> [Recorded information]
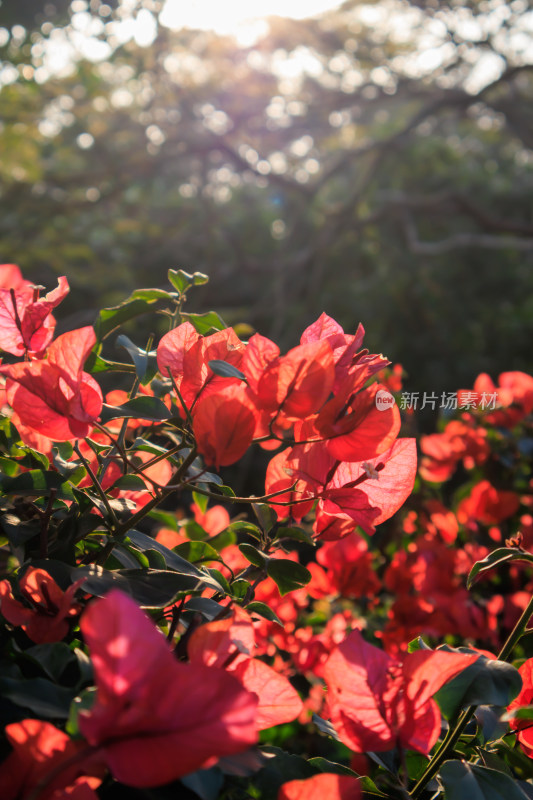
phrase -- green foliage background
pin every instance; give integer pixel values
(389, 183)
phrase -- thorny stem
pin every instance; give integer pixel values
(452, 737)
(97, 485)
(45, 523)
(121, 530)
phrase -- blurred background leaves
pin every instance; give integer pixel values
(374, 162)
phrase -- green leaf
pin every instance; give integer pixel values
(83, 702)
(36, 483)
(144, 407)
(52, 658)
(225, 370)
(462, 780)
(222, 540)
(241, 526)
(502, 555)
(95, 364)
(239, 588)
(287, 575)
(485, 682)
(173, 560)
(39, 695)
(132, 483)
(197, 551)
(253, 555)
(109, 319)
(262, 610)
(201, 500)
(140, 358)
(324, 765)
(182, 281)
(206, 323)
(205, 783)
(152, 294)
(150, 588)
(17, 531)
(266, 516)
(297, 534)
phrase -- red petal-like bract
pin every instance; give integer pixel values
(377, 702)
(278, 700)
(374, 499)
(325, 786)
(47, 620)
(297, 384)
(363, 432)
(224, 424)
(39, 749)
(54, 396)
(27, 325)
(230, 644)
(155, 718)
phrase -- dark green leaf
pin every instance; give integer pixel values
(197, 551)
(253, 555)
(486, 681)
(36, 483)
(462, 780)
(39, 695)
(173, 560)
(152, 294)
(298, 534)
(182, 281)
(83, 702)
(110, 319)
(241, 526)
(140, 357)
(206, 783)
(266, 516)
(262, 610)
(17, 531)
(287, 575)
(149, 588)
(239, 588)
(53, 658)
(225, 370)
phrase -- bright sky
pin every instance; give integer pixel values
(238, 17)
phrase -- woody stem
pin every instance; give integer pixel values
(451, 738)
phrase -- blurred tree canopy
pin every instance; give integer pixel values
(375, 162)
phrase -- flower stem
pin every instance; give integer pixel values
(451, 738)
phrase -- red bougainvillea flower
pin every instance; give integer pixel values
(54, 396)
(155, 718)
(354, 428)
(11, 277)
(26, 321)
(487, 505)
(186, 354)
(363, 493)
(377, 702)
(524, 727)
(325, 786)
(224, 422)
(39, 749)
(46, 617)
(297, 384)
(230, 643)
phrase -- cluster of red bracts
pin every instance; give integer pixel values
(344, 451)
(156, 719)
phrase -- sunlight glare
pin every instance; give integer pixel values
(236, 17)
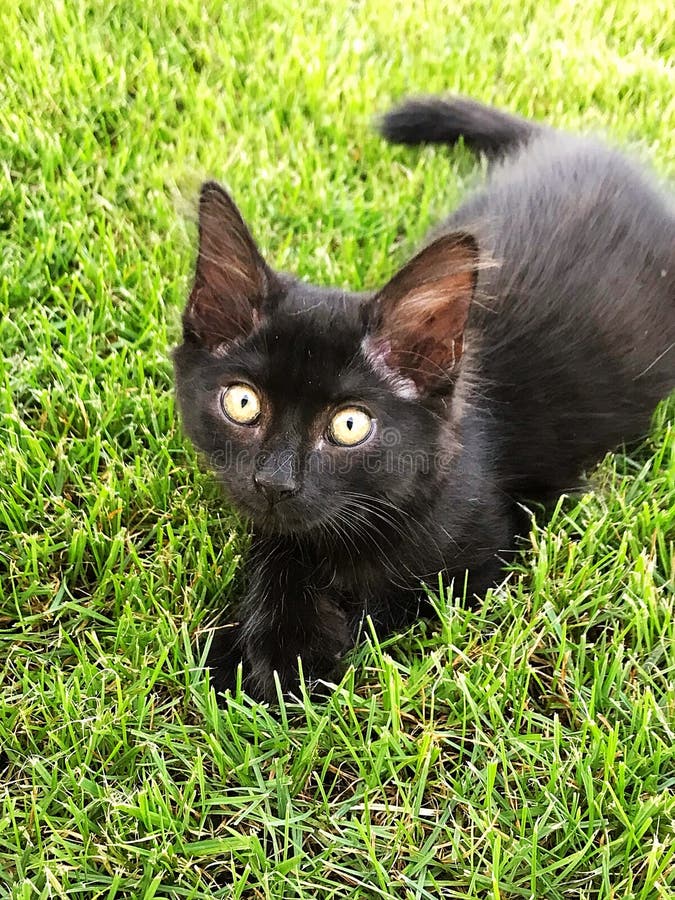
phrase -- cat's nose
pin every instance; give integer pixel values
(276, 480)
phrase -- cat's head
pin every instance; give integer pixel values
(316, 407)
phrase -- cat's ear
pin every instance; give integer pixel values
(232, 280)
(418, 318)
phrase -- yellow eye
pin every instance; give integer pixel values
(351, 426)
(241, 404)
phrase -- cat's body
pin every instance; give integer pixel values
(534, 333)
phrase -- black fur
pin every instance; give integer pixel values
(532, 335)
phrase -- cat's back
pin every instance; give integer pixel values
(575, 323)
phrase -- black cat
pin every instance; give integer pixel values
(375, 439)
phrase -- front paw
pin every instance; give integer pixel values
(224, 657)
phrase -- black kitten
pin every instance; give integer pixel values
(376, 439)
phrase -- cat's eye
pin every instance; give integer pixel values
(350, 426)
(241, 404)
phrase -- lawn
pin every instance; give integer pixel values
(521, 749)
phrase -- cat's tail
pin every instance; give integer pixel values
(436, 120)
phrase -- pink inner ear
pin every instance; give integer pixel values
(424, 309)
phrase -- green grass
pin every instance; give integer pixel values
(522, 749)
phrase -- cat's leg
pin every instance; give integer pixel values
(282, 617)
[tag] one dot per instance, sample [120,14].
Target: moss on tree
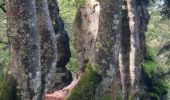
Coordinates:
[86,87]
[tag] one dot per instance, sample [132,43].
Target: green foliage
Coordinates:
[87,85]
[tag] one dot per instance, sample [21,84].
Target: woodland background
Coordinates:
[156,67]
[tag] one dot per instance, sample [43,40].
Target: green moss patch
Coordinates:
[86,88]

> [Goal of the exercise] What is needed is the listing above, repeated verbatim, without its images.

> [Written response]
phrase -- green foliage background
pin every instance; give integer pixel values
(389, 183)
phrase -- thorny stem
pin every instance; give integer pixel values
(452, 737)
(97, 485)
(45, 523)
(121, 530)
phrase -- blurred background leaves
pin every instance; give integer pixel values
(374, 162)
phrase -- green leaf
pin every instance; give integer pixel values
(83, 702)
(36, 483)
(144, 407)
(52, 658)
(225, 370)
(462, 780)
(222, 540)
(241, 526)
(502, 555)
(95, 364)
(239, 588)
(287, 575)
(485, 682)
(173, 560)
(39, 695)
(132, 483)
(197, 551)
(253, 555)
(109, 319)
(262, 610)
(201, 500)
(140, 358)
(324, 765)
(182, 281)
(206, 323)
(205, 783)
(152, 294)
(150, 588)
(17, 531)
(266, 516)
(297, 534)
phrase -- red petal-like bract
pin every instance; give integer pixel values
(377, 702)
(278, 700)
(374, 499)
(325, 786)
(47, 620)
(297, 384)
(363, 432)
(224, 424)
(39, 749)
(54, 396)
(27, 325)
(230, 644)
(155, 718)
phrase -- dark green leaf
pin every instance; give integer pixel values
(197, 551)
(253, 555)
(486, 681)
(36, 483)
(462, 780)
(39, 695)
(173, 560)
(152, 294)
(298, 534)
(182, 281)
(83, 702)
(110, 319)
(241, 526)
(140, 357)
(206, 783)
(266, 516)
(262, 610)
(17, 531)
(287, 575)
(149, 588)
(239, 588)
(53, 658)
(225, 370)
phrase -- bright sky
pin every instance; give integer pixel values
(238, 17)
phrase -- woody stem
pin every instance; give integer pixel values
(451, 738)
phrase -- blurred tree canopy
pin every instance; give integer pixel values
(375, 162)
phrase -- flower stem
pin every instance; give integer pixel values
(451, 738)
phrase -- red bougainvillea flower
pin every instance; give integer pixel values
(54, 396)
(155, 718)
(354, 428)
(11, 277)
(26, 321)
(487, 505)
(186, 354)
(363, 493)
(377, 702)
(524, 727)
(325, 786)
(224, 422)
(39, 749)
(46, 617)
(297, 384)
(230, 643)
phrase -- cluster of red bracts
pin every instance; give integer pixel values
(344, 451)
(156, 719)
phrase -- sunlight glare
pin every instance; give integer pixel values
(236, 17)
phrase -- cat's nose
pin every instance; give integer pixel values
(276, 480)
phrase -- cat's head
pin every instance; give integer pixel values
(316, 407)
phrase -- cat's ear
pin every instance; give integer pixel values
(232, 280)
(418, 318)
phrase -- yellow eye
pin every instance; give integer pixel values
(351, 426)
(241, 404)
phrase -- cat's body
pin every instance; give integer pixel values
(534, 333)
phrase -- black fur
pin every instance; give integer pixel values
(532, 335)
phrase -- cat's back
pin every instance; give integer pixel values
(575, 323)
phrase -- black cat
pin every instance; give integer pixel values
(375, 439)
phrase -- front paw
pin every instance; give integer pixel values
(224, 657)
phrase -- black kitten
pin every instance; give integer pixel values
(376, 439)
phrase -- cat's eye
pin every instance; give integer pixel values
(350, 426)
(241, 404)
phrase -- lawn
pin every instance; give integer pixel values
(521, 749)
phrase -- cat's tail
pin every instance; give integer pixel values
(436, 120)
phrase -- pink inner ear
pin every instance; give integer pixel values
(424, 309)
phrase -- green grass
pin every instance; give integer pixel values
(522, 749)
phrase -- cat's leg
pin every instance; give integer pixel values
(282, 617)
[tag] one dot per instance, sample [120,14].
Target: moss on tree
Coordinates:
[86,87]
[tag] one dot per instance, sample [132,43].
Target: green foliage
Coordinates:
[87,85]
[tag] one dot per instance, sample [21,84].
Target: woodland background
Coordinates:
[156,67]
[tag] one dot per instance, sample [43,40].
Target: green moss patch
Coordinates:
[86,88]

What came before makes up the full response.